> _Texto mostrado_
↓

Aunque el término, Eudemonología, que Arthur Schopenhauer extrajo del griego significa “tratado o estudio de la felicidad”, enseguida el filósofo alemán, en consonancia con ciertos principios de la sabiduría oriental, advierte que su concepción de la felicidad es un eufemismo. Su principio es que, en verdad, nuestro esfuerzo debe estar centrado en ser menos desgraciados y en vivir tolerablemente. Y siguiendo a los antiguos filósofos griegos apunta en su tratado al ser íntimo del individuo, donde reside la inclinación al bienestar o al malestar, mientras las condiciones exteriores pueden variar sin que incidan en la felicidad o en la desgracia. Son la sensibilidad, la voluntad y el pensamiento de un individuo los que dictan, según Schopenhauer, la manera de concebir aquellas condiciones exteriores. Y así, “según la naturaleza de la inteligencia, el mundo le parecerá pobre, insípido y monótono, o rico, interesante e importante. Cuando uno, por ejemplo, envidia a otro las aventuras interesantes que le han ocurrido durante su vida, debería envidiarle más bien la facultad de concepción que ha prestado a estos acontecimientos, la importancia que tienen en su descripción, porque el mismo acontecimiento que se presenta de una manera tan interesante en el cerebro de un hombre de talento, no parecería, concebido por un cerebro vulgar, más que una escena insípida de la vida cotidiana”.

En su ensayo, titulado precisamente “Eudemonología”, Schopenhauer puntualiza normas y pautas de conducta en la conquista del “buen vivir”. Normas como comprender que las posesiones y la lucha por la riqueza y el éxito difícilmente den otra felicidad que la básica satisfacción de las necesidades reales y naturales; que es importante crecer en la cortesía (“la cortesía se funda en una convención tácita de no notar unos en otros la miseria moral e intelectual de la condición humana y para no echársela en cara mutuamente”); que no hay que empecinarse en discutir o desear disuadir a los demás; que es de gran utilidad llevar consigo una amplia provisión de circunspección y de indulgencia; que es prioritaria la salud y el ejercicio ascético, etcétera.

También, la importancia del humor y la alegría, un bien que tiene motivo de ser en sí mismo: “Quien es alegre tiene siempre motivo para serlo, por lo mismo que lo es. Nada puede reemplazar a todos los demás bienes tan completamente como esta cualidad, mientras que ella misma no puede reemplazarse por nada. Que un hombre sea joven, hermoso, rico y considerado, para poder juzgar de su felicidad la cuestión sería saber si, además, es alegre; en cambio, si es alegre, entonces poco importa que sea joven o viejo, bien formado o contrahecho, pobre o rico: es feliz”.

↑

> _Objetivos_
**A.** Cite literalmente el pasaje del texto sobre la eudemonología de Schopenhauer que comienza en "En su ensayo, titulado" y termina en "ejercicio ascético, etcétera.".
**B.** Reproduzca sin modificación alguna las entradas, comenzando en la línea que contiene "Where can you see the vivo" y terminando en la última de ellas, ambas incluidas.
El texto y las entradas proceden de fuentes distintas.

> _Datos almacenados_
↓

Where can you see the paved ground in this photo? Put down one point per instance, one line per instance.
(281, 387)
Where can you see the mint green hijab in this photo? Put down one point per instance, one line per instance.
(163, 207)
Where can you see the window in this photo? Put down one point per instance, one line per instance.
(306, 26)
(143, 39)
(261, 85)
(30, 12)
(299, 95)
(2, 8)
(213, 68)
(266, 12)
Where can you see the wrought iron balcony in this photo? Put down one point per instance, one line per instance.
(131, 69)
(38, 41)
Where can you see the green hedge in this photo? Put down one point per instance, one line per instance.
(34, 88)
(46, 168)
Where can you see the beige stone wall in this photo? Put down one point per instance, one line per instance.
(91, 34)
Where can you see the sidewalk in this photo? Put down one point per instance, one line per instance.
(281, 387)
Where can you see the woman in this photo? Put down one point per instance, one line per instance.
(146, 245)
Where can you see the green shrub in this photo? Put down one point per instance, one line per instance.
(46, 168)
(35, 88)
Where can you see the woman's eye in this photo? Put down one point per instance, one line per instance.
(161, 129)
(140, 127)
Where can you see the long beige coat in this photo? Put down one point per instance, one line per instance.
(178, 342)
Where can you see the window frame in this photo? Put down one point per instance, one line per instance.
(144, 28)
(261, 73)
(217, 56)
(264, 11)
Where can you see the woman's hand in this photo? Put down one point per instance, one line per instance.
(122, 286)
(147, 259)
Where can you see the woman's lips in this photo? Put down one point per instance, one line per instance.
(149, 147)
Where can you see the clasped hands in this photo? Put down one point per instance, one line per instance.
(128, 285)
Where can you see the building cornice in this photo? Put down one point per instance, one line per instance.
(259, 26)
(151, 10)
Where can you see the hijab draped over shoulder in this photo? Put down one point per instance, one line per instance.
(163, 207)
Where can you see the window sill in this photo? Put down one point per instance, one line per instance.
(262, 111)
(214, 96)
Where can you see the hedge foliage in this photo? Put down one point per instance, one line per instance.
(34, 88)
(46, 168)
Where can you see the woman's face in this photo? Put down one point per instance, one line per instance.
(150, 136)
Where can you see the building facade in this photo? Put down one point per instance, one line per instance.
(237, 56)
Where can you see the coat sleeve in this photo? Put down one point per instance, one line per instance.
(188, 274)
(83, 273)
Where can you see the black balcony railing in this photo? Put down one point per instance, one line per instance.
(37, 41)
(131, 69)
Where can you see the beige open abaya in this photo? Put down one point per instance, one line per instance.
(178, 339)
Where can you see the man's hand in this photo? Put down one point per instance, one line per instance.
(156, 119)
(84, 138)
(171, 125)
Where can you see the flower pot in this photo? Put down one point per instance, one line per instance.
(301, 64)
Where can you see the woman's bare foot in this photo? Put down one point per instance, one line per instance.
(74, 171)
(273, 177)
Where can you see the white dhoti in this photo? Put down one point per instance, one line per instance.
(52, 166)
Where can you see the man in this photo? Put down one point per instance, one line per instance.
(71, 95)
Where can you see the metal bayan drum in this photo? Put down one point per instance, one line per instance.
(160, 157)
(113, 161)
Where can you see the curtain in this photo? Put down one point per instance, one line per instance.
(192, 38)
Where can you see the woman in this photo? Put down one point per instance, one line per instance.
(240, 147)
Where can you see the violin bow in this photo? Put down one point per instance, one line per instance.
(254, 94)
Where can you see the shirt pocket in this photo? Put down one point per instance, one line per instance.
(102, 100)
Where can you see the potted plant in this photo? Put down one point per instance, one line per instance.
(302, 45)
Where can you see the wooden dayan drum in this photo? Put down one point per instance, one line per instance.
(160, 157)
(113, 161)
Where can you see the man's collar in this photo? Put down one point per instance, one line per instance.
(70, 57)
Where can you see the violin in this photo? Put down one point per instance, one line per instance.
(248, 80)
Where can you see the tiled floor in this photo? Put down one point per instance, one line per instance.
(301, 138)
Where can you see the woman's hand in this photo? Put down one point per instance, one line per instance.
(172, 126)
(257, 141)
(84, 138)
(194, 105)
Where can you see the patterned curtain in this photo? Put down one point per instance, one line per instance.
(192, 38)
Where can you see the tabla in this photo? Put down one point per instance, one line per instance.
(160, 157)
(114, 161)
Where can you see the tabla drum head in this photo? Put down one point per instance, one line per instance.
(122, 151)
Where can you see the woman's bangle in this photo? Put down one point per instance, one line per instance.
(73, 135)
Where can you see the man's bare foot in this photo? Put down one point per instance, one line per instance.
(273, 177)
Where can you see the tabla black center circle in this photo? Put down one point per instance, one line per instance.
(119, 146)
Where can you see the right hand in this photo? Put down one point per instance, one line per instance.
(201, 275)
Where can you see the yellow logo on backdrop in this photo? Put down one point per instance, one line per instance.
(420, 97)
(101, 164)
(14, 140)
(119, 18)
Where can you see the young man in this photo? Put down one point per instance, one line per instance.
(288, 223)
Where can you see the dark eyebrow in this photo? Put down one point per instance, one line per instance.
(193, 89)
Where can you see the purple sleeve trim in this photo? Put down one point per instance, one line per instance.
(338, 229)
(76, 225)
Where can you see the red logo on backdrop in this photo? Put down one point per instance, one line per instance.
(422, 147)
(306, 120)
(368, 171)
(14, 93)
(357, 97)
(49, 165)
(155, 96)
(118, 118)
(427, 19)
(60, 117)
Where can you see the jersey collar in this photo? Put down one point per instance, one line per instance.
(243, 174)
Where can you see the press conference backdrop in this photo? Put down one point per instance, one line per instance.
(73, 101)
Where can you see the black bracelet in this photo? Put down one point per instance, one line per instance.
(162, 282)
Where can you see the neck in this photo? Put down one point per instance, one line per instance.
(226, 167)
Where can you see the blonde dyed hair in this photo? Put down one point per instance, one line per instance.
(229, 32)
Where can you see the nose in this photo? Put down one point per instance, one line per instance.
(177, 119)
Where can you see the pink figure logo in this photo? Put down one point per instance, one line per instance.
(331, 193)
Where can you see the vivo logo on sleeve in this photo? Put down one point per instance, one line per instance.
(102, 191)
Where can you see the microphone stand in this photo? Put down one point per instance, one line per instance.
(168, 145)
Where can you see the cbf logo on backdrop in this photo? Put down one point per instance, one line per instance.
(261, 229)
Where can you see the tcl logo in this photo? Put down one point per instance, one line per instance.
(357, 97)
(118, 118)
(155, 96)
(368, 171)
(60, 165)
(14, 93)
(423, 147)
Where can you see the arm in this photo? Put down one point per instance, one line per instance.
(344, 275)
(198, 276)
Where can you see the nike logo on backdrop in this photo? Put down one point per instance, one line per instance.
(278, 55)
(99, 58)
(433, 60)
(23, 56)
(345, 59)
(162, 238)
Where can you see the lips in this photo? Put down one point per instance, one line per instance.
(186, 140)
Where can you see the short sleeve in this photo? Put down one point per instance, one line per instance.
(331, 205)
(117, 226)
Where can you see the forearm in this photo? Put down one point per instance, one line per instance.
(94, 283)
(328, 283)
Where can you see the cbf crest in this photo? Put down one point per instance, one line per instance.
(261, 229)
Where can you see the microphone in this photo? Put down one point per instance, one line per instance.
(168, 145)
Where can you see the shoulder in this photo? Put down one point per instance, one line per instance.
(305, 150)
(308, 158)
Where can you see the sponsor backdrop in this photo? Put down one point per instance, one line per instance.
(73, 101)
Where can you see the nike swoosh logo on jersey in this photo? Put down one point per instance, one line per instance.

↑

> _Respuestas por tarea_
**A.**
En su ensayo, titulado precisamente “Eudemonología”, Schopenhauer puntualiza normas y pautas de conducta en la conquista del “buen vivir”. Normas como comprender que las posesiones y la lucha por la riqueza y el éxito difícilmente den otra felicidad que la básica satisfacción de las necesidades reales y naturales; que es importante crecer en la cortesía (“la cortesía se funda en una convención tácita de no notar unos en otros la miseria moral e intelectual de la condición humana y para no echársela en cara mutuamente”); que no hay que empecinarse en discutir o desear disuadir a los demás; que es de gran utilidad llevar consigo una amplia provisión de circunspección y de indulgencia; que es prioritaria la salud y el ejercicio ascético, etcétera.

**B.**
Where can you see the vivo logo on sleeve in this photo? Put down one point per instance, one line per instance.
(102, 191)
Where can you see the microphone stand in this photo? Put down one point per instance, one line per instance.
(168, 145)
Where can you see the cbf logo on backdrop in this photo? Put down one point per instance, one line per instance.
(261, 229)
Where can you see the tcl logo in this photo? Put down one point per instance, one line per instance.
(357, 97)
(118, 118)
(155, 96)
(368, 171)
(60, 165)
(14, 93)
(423, 147)
Where can you see the arm in this photo? Put down one point per instance, one line per instance.
(344, 275)
(198, 276)
Where can you see the nike logo on backdrop in this photo? Put down one point per instance, one line per instance.
(278, 55)
(99, 58)
(433, 60)
(23, 56)
(345, 59)
(162, 238)
Where can you see the lips in this photo? Put down one point per instance, one line per instance.
(186, 140)
Where can you see the short sleeve in this photo? Put down one point per instance, one line per instance.
(331, 205)
(117, 226)
Where can you see the forearm in this photo? Put down one point per instance, one line per instance.
(94, 283)
(328, 283)
Where can you see the cbf crest in this photo? Put down one point per instance, one line per instance.
(261, 229)
Where can you see the microphone in this photo? Put down one point per instance, one line per instance.
(168, 145)
Where can you see the shoulder in this photo? Put down one point per instance, one line per instance.
(305, 150)
(308, 158)
Where can you see the sponsor backdrop in this photo? Put down one point per instance, one line per instance.
(73, 101)
Where can you see the nike swoosh logo on jersey in this photo? Put down one point per instance, one line per instance.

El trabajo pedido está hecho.